▸ **Selected extract**:
____________

I was going to make this whole thing a tortured metaphor, but I went running this morning and I’m too tired. Apparently moving to England makes you fat and wheezy. I will accept no other rationalization.

A couple weeks ago I had a dream where Sarah Chalke was playing guitar, so I’ve been watching the first season of Scrubs again. I originally started watching in the third, when Maria brought it to my attention, but she also went to great pre-DVD lengths to obtain old episodes and get me up to speed, so I count myself as a fan from way back.

Man, that was a good show. The Pizza Clock episode might be my favorite half-hour of television ever. I don’t think you can even count it as a sitcom at the beginning: it was a character drama with daydream sequences and goofy sound effects. Maria has asserted that it was, for a time, the most accurate medical show on TV.

The show’s treatment at NBC’s hands is legendary, where by “legendary” I mean “you know about it if you have the unfortunate habit of following TV-production news.” The show is aired by NBC, but owned by ABC Studios, so the network cares even less about its welfare than usual–they have to split the ad revenues with a rival. This led to the standard schedule-shuffling and sweeps-bumping for a couple years, until it became obvious that they had a devoted DVD-buying audience, at which point they actually started promoting it and aired it steadily for almost a year and a half.

____________

▸ **Aim of the exercise**: Repeat the passage of the Scrubs post starting with "A couple weeks" and going on through "show on TV.". The items that come next are separate from the Scrubs post.

▸ **Data provided**:
____________

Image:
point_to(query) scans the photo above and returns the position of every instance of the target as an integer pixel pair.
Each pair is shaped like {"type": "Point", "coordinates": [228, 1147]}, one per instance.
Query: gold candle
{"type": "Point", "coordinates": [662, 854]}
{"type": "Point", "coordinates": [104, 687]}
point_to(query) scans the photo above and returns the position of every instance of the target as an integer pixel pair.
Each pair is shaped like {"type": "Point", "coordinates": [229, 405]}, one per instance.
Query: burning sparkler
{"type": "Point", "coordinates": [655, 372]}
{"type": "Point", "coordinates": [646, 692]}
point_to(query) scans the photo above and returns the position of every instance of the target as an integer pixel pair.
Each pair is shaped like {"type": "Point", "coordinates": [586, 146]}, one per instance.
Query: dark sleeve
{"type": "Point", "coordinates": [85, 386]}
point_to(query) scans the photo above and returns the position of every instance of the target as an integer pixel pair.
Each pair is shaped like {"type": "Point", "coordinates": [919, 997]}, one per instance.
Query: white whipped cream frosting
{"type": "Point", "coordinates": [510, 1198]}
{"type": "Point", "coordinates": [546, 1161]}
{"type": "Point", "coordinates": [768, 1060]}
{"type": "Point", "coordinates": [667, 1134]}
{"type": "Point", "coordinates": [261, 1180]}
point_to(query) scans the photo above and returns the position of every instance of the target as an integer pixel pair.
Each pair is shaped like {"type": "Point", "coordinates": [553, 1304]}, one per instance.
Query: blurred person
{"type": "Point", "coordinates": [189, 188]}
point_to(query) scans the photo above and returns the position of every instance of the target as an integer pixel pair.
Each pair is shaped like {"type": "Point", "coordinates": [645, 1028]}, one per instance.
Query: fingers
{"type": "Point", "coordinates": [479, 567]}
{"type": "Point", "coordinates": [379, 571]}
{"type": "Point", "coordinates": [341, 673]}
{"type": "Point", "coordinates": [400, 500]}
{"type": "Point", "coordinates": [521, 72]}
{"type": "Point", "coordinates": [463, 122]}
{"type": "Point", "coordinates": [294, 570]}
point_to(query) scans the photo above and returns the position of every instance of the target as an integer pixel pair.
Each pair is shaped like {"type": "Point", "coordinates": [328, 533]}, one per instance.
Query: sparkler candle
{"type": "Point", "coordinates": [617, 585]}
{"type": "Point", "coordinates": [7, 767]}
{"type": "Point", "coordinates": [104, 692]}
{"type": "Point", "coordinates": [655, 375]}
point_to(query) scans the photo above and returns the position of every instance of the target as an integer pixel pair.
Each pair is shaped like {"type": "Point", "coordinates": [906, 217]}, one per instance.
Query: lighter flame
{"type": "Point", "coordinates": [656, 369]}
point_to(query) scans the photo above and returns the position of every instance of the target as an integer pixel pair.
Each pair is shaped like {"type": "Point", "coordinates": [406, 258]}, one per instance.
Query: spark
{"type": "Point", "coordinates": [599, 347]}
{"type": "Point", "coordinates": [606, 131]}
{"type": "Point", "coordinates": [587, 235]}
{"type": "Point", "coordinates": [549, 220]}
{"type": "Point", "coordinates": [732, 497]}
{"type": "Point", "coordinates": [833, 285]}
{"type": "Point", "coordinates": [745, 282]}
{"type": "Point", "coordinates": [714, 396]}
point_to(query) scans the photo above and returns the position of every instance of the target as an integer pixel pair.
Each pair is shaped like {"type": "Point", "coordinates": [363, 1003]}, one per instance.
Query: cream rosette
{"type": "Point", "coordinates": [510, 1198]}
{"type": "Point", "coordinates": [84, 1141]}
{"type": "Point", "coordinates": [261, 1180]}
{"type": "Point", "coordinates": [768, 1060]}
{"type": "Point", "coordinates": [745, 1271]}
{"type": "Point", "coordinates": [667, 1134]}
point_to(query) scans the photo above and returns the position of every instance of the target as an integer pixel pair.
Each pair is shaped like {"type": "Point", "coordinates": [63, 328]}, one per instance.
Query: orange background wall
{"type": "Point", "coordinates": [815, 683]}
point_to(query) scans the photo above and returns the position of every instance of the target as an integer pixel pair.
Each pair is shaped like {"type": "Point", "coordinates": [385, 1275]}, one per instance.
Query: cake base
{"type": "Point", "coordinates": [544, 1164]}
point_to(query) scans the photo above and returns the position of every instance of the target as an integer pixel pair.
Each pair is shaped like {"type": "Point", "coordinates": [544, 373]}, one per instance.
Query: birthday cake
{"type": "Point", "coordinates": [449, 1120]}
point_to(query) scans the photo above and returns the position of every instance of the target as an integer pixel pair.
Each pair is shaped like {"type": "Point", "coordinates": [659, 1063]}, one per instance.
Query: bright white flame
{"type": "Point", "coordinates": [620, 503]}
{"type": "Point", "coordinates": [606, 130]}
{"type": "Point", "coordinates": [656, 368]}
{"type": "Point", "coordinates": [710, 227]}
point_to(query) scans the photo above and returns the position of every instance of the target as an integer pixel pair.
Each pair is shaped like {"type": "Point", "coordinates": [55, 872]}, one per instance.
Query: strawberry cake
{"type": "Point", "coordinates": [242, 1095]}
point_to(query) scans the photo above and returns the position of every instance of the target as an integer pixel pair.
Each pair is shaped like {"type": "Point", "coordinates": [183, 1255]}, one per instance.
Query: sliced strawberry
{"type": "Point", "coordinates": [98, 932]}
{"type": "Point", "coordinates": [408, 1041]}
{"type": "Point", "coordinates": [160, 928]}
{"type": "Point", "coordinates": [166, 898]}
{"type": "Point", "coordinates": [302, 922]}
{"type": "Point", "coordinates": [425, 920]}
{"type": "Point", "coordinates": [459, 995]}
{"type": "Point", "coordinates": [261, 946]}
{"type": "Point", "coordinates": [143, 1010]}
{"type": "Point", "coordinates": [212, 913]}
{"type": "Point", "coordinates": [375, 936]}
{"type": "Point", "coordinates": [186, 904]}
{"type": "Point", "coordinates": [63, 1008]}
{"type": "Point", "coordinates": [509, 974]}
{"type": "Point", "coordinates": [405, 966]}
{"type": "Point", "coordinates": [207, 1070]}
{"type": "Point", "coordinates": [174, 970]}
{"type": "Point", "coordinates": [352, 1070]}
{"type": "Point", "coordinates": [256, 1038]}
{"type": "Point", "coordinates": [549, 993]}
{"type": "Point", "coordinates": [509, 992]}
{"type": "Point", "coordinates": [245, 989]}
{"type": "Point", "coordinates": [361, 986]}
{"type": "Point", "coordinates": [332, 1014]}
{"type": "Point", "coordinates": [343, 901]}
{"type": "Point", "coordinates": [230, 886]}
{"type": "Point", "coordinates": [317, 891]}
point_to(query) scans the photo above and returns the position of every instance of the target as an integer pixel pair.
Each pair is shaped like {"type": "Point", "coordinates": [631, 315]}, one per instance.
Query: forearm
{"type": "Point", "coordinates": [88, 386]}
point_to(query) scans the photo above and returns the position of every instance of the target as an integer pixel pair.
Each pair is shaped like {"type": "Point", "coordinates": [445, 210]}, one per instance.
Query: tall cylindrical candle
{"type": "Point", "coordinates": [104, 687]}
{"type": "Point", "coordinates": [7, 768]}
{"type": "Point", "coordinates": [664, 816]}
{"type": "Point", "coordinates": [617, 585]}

____________

▸ **Answer space**:
A couple weeks ago I had a dream where Sarah Chalke was playing guitar, so I’ve been watching the first season of Scrubs again. I originally started watching in the third, when Maria brought it to my attention, but she also went to great pre-DVD lengths to obtain old episodes and get me up to speed, so I count myself as a fan from way back.

Man, that was a good show. The Pizza Clock episode might be my favorite half-hour of television ever. I don’t think you can even count it as a sitcom at the beginning: it was a character drama with daydream sequences and goofy sound effects. Maria has asserted that it was, for a time, the most accurate medical show on TV.